_Texto da página_
──────────────────────────────

Foi desenvolvida uma linguagem chamada Lincos especificamente para as transmissões. As primeiras partes da mensagem ajudavam a decifrar o texto completo, que incluía uma descrição dos conhecimentos científicos das civilizações humanas. O fim da mensagem convidava a responder todos os que recebessem o sinal, trocando informações sobre sua civilização.

A mensagem foi enviada a quatro estrelas das constelações Cygnus e Sagitário, selecionadas a partir de uma lista do Instituto de Busca por Inteligência Extraterrestre (SETI, na sigla em inglês), cujos principais critérios foram sua semelhança com o Sol e a existência de planetas ao seu redor.

A seguinte edição do projeto foi transmitida em 6 de julho de 2003. Desta vez, foram enviadas mensagens para cinco estrelas das constelações de Andrômeda, Órion, Câncer, Ursa Maior e Casiopeia.

Concerto infantil

Entre agosto e setembro de 2001, realizou-se outro projeto de transmissão, em que participaram estudantes escolares da Rússia, Ucrânia e Bielorrússia.

──────────────────────────────

_Dados registrados_
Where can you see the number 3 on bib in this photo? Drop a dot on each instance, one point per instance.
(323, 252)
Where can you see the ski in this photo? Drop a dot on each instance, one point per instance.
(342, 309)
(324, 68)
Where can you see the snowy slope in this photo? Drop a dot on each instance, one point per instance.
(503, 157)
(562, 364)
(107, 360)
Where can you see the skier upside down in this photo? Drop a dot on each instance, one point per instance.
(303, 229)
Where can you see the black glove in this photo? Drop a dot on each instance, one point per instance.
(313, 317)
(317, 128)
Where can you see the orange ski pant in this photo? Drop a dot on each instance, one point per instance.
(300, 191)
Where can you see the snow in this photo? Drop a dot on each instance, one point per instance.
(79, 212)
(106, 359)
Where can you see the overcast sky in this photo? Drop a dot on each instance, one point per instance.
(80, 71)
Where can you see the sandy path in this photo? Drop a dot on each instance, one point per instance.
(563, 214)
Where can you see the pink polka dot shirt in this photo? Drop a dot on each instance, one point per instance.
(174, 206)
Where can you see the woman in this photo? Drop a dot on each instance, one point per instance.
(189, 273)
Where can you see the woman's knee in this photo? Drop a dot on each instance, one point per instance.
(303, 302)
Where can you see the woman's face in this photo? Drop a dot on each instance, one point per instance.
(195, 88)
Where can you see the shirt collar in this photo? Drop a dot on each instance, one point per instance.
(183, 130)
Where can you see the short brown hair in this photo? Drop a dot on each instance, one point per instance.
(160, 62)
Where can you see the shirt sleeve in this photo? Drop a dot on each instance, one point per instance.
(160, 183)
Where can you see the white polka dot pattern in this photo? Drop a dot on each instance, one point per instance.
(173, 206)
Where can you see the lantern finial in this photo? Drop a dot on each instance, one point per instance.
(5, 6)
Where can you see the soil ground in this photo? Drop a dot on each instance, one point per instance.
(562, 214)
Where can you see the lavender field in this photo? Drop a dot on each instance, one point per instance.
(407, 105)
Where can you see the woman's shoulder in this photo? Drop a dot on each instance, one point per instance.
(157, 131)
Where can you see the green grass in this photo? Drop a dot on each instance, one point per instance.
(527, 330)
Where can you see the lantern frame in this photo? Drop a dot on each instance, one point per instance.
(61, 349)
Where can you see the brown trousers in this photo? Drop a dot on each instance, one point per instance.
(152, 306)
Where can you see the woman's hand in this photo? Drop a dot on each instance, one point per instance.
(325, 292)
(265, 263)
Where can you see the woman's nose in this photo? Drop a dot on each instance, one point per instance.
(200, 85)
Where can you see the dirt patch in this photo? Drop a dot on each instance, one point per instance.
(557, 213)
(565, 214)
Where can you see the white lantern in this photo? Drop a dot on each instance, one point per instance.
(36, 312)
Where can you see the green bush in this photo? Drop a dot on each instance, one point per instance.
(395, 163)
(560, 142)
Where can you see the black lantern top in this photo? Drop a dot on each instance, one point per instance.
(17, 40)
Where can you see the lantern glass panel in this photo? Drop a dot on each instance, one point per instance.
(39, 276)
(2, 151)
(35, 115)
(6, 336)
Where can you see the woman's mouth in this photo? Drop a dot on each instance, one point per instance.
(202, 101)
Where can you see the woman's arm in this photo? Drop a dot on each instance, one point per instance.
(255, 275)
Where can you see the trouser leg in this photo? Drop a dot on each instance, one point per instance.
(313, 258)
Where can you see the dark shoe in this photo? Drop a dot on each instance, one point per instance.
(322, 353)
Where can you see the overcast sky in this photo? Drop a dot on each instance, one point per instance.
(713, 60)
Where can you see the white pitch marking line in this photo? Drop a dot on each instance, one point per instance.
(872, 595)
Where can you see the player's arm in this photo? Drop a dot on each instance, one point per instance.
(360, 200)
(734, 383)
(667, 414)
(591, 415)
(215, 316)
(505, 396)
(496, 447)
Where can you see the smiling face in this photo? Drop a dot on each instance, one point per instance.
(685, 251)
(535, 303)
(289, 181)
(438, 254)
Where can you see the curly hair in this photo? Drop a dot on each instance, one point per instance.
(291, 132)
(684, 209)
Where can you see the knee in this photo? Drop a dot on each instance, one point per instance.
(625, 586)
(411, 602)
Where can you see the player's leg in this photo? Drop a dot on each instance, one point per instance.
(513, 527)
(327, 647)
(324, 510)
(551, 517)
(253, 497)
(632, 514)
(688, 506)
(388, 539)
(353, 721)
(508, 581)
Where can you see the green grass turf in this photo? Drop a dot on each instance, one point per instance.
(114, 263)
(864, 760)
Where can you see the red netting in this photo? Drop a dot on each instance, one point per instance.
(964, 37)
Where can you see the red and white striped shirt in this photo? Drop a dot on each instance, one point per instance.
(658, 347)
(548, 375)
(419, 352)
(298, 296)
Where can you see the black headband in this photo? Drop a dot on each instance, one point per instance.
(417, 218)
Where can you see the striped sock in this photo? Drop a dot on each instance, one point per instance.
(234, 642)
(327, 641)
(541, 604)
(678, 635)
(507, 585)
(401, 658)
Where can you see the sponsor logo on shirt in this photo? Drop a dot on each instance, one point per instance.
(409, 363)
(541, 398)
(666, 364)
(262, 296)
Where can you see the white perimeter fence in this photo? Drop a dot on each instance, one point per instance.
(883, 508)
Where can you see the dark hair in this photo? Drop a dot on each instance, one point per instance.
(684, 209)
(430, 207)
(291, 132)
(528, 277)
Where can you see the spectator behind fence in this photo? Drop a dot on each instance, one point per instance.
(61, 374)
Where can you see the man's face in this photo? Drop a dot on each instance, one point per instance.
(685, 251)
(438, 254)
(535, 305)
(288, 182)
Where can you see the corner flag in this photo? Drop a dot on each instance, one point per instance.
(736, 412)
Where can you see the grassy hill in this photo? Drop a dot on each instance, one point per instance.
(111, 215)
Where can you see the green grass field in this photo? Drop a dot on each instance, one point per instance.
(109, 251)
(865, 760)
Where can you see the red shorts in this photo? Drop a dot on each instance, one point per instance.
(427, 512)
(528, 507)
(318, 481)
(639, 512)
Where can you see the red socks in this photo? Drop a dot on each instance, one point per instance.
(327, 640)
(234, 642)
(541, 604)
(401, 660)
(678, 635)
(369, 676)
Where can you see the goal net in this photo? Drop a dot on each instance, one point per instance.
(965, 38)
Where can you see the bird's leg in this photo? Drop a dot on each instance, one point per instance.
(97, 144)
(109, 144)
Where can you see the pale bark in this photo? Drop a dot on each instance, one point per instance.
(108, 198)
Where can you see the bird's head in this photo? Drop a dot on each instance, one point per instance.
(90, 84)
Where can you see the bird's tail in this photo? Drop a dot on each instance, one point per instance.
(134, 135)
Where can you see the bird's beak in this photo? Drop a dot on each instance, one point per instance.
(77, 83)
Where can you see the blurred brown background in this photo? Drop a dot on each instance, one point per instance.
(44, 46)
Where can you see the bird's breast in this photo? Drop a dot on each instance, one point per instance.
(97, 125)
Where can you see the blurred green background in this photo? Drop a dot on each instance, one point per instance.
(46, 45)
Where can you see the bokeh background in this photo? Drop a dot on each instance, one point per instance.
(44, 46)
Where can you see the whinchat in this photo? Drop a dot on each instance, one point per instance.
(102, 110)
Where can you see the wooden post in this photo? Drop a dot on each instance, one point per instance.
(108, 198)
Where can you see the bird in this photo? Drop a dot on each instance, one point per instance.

──────────────────────────────

_Tarefa proposta_
Continue o texto sobre as mensagens enviadas a outras estrelas a partir da última frase apresentada.

_Resposta abaixo_
O sinal incluía uma seção musical, um emblema gráfico, texto em russo e inglês e um dicionário de imagens. De acordo com o astrofísico soviético Lev Gindilis, cerca de mil estudantes dos três países apresentaram suas sugestões para a mensagem.

Zaitsev propôs o uso do teremim, um instrumento eletrônico criado pelo engenheiro russo Lev Sergeyevich Termen em 1920, para transmitir o concerto. O repertório reproduzido incluiu a composição "Vocalise", de Rachmaninoff, "As quatro estações", de Vivaldi, a canção popular russa "Kalinka-Malinka" e uma das sinfonias de Beethoven.

A parte digital da mensagem foi codificada utilizando o código binário, da mesma forma que o "Chamado Cósmico". Ela continha texto em russo e inglês e, entre outras coisas, dizia o seguinte:

"Olá, amigos cósmicos! Nós, os filhos do planeta Terra, enviamos esta mensagem a vocês. Saibam que não estão sozinhos no universo. Oferecemos nossa amizade. A galáxia em que vivemos é o nosso lar comum... Vivemos em famílias: pais e filhos. As crianças adoram brincar. Queremos mostrar a vocês os nossos jogos, desenhos e música. Uma pessoa vive cerca de 80 anos. Nós, as crianças que escrevem esta mensagem, temos agora entre 13 e 18 anos e esperamos receber sua resposta..."

A mensagem foi transmitida em três sessões nos dias 29 de agosto, 3 e 4 de setembro de 2001. O sinal foi direcionado para seis estrelas nas constelações de Delfin, Gêmeos, Ursa Maior, Virgem, Draco e Hidra.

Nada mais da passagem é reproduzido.